**YOUR GOAL**
Pick out every line in the material below that contains the word "girl" and copy each of those lines.
---------------
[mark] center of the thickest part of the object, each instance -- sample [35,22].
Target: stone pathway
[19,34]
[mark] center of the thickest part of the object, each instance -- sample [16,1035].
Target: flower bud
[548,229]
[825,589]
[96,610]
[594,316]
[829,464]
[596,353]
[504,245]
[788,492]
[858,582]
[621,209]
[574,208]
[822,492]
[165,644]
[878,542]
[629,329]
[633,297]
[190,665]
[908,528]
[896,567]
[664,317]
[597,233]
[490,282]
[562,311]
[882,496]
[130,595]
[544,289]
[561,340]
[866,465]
---------------
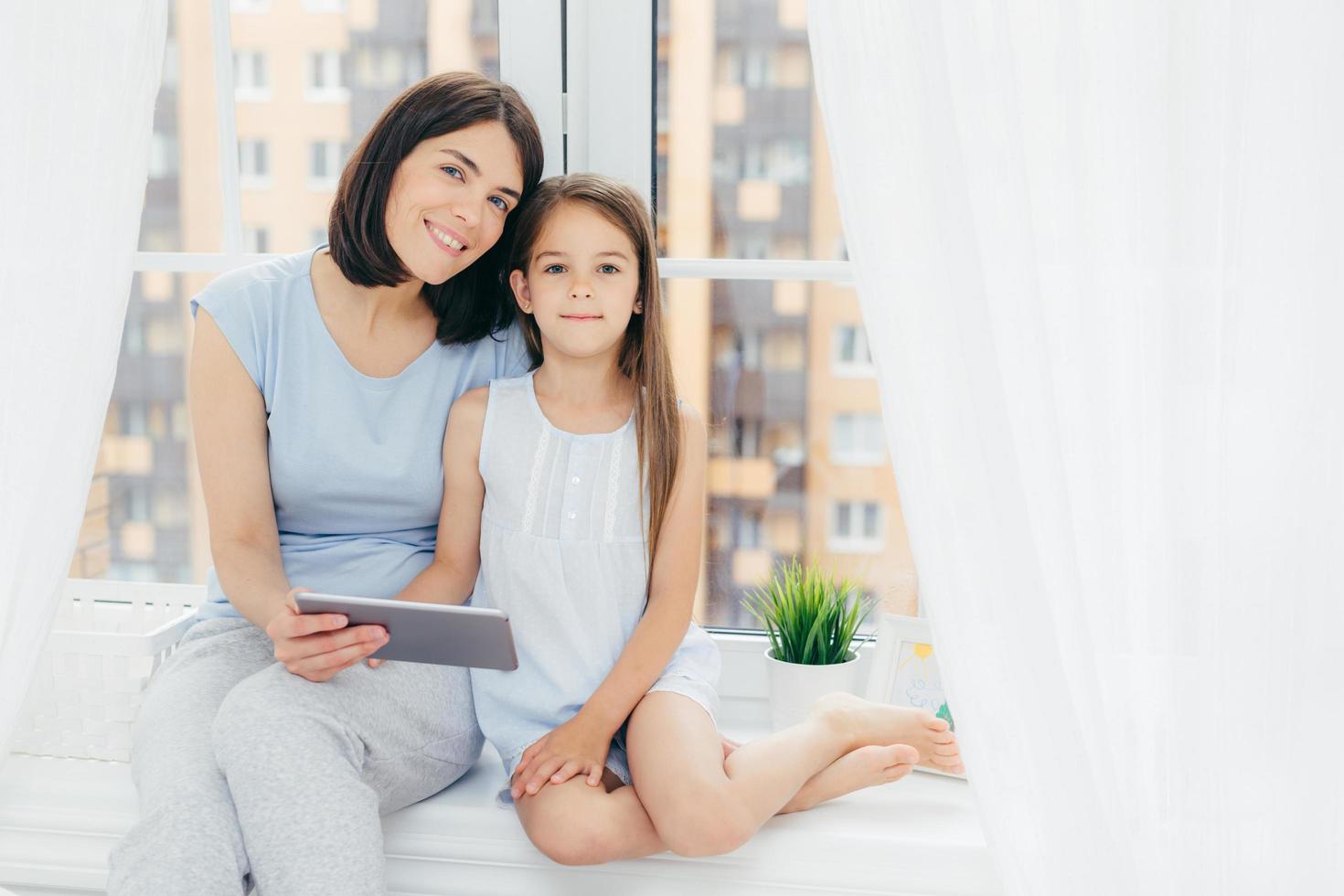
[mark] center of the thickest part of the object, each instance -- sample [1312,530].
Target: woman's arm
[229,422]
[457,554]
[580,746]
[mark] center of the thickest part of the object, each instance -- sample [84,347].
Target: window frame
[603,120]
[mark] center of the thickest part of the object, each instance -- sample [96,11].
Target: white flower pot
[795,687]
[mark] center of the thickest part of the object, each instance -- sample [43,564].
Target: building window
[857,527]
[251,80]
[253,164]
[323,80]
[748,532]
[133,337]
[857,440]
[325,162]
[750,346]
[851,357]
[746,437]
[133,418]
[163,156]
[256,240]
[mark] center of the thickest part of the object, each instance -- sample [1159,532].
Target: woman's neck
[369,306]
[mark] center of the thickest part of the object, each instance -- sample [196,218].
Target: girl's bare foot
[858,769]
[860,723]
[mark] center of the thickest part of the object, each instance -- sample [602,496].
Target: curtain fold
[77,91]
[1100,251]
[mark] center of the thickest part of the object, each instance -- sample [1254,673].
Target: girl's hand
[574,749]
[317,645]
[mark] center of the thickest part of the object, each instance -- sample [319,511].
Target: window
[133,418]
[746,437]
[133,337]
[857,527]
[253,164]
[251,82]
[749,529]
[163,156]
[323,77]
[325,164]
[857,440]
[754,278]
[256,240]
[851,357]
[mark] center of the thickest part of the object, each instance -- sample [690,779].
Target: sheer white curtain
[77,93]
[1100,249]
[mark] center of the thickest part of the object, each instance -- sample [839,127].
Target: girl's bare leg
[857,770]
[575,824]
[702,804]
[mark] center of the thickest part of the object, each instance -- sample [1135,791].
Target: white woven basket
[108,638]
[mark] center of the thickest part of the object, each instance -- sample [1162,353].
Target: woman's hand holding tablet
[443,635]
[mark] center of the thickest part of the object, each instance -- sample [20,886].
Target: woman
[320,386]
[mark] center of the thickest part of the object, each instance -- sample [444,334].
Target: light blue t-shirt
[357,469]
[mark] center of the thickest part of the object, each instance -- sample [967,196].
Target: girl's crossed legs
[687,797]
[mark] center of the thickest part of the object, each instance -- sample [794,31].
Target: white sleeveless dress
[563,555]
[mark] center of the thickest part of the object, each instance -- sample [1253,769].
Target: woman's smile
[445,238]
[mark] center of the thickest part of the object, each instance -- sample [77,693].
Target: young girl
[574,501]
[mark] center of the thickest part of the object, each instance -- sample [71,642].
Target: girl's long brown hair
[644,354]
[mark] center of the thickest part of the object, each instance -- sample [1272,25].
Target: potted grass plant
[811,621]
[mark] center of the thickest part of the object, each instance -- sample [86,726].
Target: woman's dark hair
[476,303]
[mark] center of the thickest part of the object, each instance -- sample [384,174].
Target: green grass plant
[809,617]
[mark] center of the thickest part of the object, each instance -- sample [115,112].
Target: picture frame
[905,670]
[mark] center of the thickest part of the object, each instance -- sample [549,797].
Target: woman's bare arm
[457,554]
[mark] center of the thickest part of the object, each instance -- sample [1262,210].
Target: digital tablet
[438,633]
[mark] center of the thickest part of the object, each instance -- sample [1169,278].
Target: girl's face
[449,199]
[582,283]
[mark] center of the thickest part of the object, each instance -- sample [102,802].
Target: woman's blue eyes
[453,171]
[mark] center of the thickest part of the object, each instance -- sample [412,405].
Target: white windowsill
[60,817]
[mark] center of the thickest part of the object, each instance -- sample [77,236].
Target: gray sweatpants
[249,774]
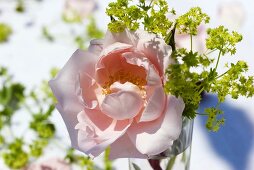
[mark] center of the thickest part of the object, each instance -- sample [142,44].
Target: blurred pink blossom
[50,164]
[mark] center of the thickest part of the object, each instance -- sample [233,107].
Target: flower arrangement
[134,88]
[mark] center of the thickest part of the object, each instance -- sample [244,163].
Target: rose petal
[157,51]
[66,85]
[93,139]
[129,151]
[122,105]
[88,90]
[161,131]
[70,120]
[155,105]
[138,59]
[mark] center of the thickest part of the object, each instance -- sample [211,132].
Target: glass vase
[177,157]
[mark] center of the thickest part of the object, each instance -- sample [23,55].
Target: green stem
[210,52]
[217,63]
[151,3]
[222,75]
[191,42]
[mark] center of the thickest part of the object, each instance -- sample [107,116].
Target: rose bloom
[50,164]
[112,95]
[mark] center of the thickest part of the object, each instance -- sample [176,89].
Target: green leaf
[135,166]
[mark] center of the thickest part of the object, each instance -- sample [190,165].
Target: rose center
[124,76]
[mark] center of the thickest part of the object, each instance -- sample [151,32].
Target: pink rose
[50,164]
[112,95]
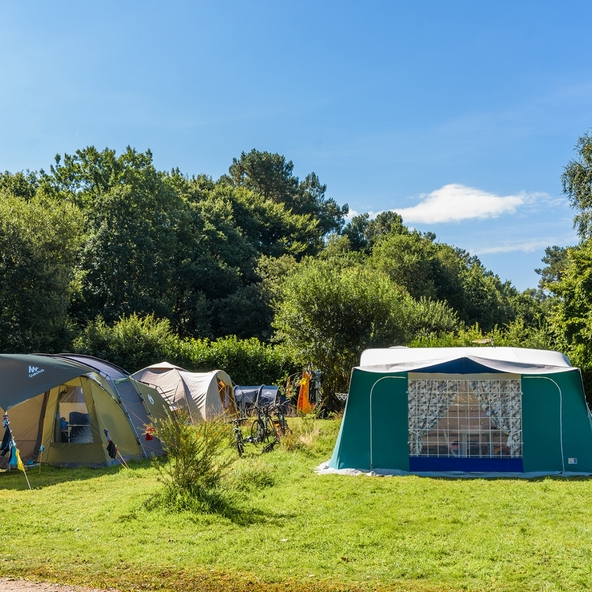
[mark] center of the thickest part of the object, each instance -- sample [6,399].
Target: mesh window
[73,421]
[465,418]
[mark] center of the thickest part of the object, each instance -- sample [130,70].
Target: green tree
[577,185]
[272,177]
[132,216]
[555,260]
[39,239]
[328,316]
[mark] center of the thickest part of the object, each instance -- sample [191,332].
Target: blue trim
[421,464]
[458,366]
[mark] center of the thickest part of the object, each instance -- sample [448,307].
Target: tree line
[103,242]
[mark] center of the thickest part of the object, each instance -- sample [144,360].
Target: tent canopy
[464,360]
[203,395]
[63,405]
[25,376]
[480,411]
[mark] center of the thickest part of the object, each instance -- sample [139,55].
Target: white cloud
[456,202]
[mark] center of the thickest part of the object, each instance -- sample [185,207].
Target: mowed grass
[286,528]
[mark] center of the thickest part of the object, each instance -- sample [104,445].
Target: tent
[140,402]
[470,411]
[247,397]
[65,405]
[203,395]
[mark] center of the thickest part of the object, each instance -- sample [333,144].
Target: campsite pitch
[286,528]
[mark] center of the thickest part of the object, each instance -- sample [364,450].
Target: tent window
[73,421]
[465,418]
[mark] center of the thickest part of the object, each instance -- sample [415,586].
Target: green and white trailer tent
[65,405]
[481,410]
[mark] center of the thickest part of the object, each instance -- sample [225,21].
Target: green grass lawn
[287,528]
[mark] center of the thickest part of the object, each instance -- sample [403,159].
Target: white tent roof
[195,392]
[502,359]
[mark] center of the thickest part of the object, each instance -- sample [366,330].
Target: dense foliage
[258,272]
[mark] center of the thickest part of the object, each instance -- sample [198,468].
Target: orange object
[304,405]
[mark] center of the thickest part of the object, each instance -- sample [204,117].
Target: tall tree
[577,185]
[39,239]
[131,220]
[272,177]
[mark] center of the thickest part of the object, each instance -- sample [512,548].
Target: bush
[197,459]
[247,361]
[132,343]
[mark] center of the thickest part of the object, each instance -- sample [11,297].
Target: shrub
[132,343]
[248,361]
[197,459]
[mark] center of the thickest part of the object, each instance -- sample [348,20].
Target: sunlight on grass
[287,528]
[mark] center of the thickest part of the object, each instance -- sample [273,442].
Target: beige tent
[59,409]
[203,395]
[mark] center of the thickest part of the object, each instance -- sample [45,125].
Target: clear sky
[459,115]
---------------
**SOLUTION TO THE EXERCISE**
Target: girl's bare foot
Target: girl's hand
Target: girl's bare leg
Target: girl's crossed legs
Target: young girl
Target: girl's long brown hair
Target: girl's face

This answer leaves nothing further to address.